La labor de los historiadores es fundamental porque le permite a la sociedad civil develar las falacias que resultan de inventar una tradición o imaginar algo fulgurante que justifique determinadas acciones del presente:

“Hay personas y organizaciones que pueden recurrir al pasado para conseguir un titular impactante (uso de la Historia como herramienta de prestigio), o para idealizar determinados episodios en cuya tradición gustan de verse inscritos, frente a sus adversarios, a los que insertan en otra herencia menos luminosa. Es parte del trabajo de los historiadores señalar y analizar estas deformaciones, puesto que la memoria es siempre parcial y subjetiva, olvida tanto como lo que recuerda, mientras que la historiografía se pretende plural y compleja, proclive a no ocultar acontecimientos que resulten incómodos, y está sometida al escrutinio de la comunidad de profesionales.

● **Tareas a realizar**
#1 Extrae del texto sobre la labor de los historiadores el trozo que empieza con las palabras "La labor de" y termina con "comunidad de profesionales.", copiándolo tal cual.
#2 Filtra los registros y copia cada línea que contenga la palabra "below". Ten en cuenta las mayúsculas y minúsculas.
El texto y los registros no tienen relación entre sí.

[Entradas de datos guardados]
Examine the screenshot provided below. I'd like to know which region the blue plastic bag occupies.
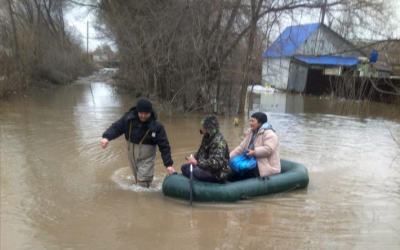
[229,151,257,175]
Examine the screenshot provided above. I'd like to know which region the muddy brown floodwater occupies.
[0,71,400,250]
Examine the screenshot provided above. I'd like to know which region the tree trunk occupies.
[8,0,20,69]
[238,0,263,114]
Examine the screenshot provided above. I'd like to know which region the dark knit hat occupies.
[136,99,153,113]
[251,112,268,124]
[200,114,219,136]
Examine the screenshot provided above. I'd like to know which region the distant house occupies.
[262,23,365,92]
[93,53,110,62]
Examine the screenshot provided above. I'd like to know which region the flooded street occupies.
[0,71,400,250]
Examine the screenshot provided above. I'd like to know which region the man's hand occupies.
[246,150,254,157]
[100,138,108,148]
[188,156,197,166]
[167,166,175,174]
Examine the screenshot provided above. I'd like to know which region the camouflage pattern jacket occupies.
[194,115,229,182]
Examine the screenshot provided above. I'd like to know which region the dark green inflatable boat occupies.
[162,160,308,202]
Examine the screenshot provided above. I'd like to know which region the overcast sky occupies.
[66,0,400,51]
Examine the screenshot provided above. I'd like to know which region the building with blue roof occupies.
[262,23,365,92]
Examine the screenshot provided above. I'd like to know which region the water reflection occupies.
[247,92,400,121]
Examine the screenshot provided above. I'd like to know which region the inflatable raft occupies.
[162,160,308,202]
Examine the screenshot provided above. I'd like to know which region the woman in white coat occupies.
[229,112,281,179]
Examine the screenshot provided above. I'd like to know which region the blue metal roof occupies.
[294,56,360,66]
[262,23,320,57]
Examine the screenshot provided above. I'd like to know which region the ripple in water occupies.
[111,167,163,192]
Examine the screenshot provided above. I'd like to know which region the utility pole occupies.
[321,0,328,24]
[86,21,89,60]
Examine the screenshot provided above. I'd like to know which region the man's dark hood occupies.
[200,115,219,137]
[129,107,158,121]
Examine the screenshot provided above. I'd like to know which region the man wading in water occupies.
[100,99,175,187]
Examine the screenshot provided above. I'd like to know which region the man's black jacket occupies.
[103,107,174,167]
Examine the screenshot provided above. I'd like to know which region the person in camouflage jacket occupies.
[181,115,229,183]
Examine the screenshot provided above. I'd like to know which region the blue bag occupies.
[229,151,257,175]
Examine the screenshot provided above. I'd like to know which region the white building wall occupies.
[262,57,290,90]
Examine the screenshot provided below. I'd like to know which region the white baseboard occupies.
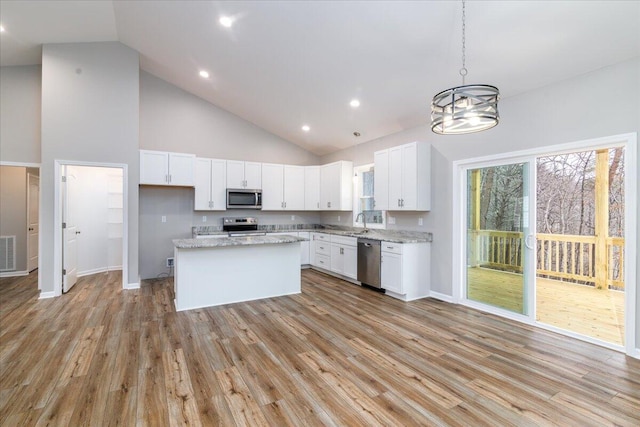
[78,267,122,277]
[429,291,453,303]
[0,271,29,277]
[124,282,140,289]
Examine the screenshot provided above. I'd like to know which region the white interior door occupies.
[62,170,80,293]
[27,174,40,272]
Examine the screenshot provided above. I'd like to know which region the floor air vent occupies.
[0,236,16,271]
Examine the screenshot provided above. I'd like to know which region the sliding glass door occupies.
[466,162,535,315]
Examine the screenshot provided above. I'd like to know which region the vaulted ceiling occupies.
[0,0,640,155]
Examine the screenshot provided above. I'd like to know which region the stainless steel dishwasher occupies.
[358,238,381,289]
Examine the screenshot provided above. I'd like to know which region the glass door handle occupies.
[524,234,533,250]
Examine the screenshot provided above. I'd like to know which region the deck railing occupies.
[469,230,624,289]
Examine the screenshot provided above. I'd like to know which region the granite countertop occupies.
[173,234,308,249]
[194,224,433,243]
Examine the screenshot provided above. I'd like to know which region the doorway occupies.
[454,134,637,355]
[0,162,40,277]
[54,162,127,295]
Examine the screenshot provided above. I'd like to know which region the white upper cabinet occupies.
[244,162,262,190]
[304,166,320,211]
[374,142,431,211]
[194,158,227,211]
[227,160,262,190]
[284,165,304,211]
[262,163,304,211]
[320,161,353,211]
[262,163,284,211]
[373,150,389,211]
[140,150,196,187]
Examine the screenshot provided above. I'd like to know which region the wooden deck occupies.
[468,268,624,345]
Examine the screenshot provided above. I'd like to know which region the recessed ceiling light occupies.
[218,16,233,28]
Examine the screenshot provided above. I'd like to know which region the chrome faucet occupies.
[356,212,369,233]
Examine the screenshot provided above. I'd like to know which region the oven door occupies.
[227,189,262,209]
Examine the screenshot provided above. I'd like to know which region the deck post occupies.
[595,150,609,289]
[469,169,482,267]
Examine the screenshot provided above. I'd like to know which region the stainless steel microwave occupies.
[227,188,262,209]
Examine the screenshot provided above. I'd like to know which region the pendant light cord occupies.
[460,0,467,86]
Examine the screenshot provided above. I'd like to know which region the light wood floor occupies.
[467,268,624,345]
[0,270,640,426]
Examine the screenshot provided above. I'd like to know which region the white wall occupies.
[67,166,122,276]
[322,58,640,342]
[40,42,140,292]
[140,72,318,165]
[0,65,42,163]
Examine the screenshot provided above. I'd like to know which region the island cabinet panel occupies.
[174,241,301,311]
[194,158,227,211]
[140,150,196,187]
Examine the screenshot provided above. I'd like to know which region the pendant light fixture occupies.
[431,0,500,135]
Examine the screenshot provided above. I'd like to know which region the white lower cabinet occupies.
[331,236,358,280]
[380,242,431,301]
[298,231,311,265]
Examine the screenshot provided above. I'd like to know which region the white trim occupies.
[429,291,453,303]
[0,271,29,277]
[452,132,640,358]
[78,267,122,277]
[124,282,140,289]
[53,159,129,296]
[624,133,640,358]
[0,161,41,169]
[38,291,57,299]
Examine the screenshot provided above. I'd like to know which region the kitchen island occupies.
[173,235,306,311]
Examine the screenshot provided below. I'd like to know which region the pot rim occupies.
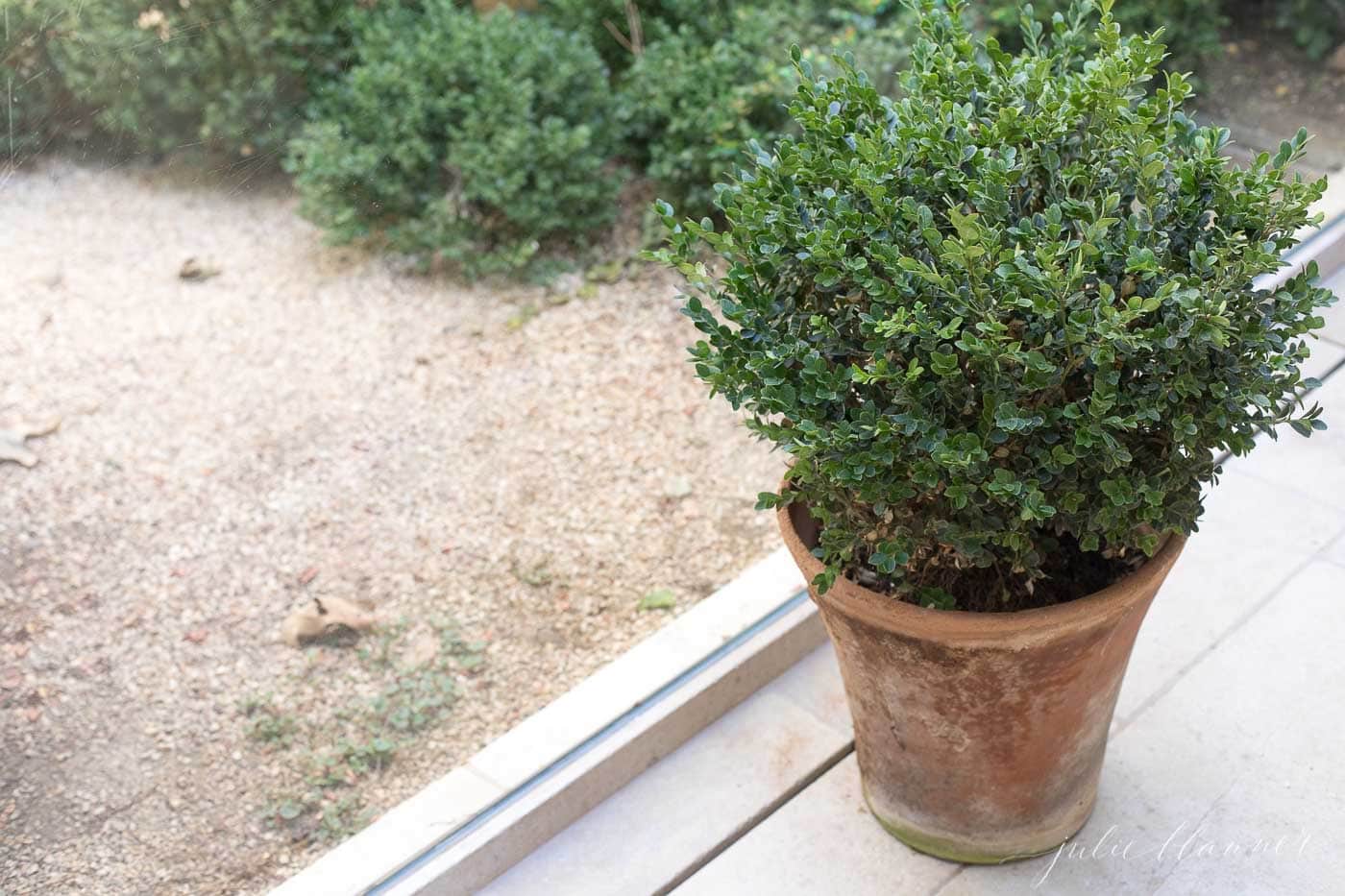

● **Resultados por tarea**
#1
La labor de los historiadores es fundamental porque le permite a la sociedad civil develar las falacias que resultan de inventar una tradición o imaginar algo fulgurante que justifique determinadas acciones del presente:

“Hay personas y organizaciones que pueden recurrir al pasado para conseguir un titular impactante (uso de la Historia como herramienta de prestigio), o para idealizar determinados episodios en cuya tradición gustan de verse inscritos, frente a sus adversarios, a los que insertan en otra herencia menos luminosa. Es parte del trabajo de los historiadores señalar y analizar estas deformaciones, puesto que la memoria es siempre parcial y subjetiva, olvida tanto como lo que recuerda, mientras que la historiografía se pretende plural y compleja, proclive a no ocultar acontecimientos que resulten incómodos, y está sometida al escrutinio de la comunidad de profesionales.

#2
Examine the screenshot provided below. I'd like to know which region the blue plastic bag occupies.
Examine the screenshot provided below. I'd like to know which region the white baseboard occupies.
Examine the screenshot provided below. I'd like to know which region the pot rim occupies.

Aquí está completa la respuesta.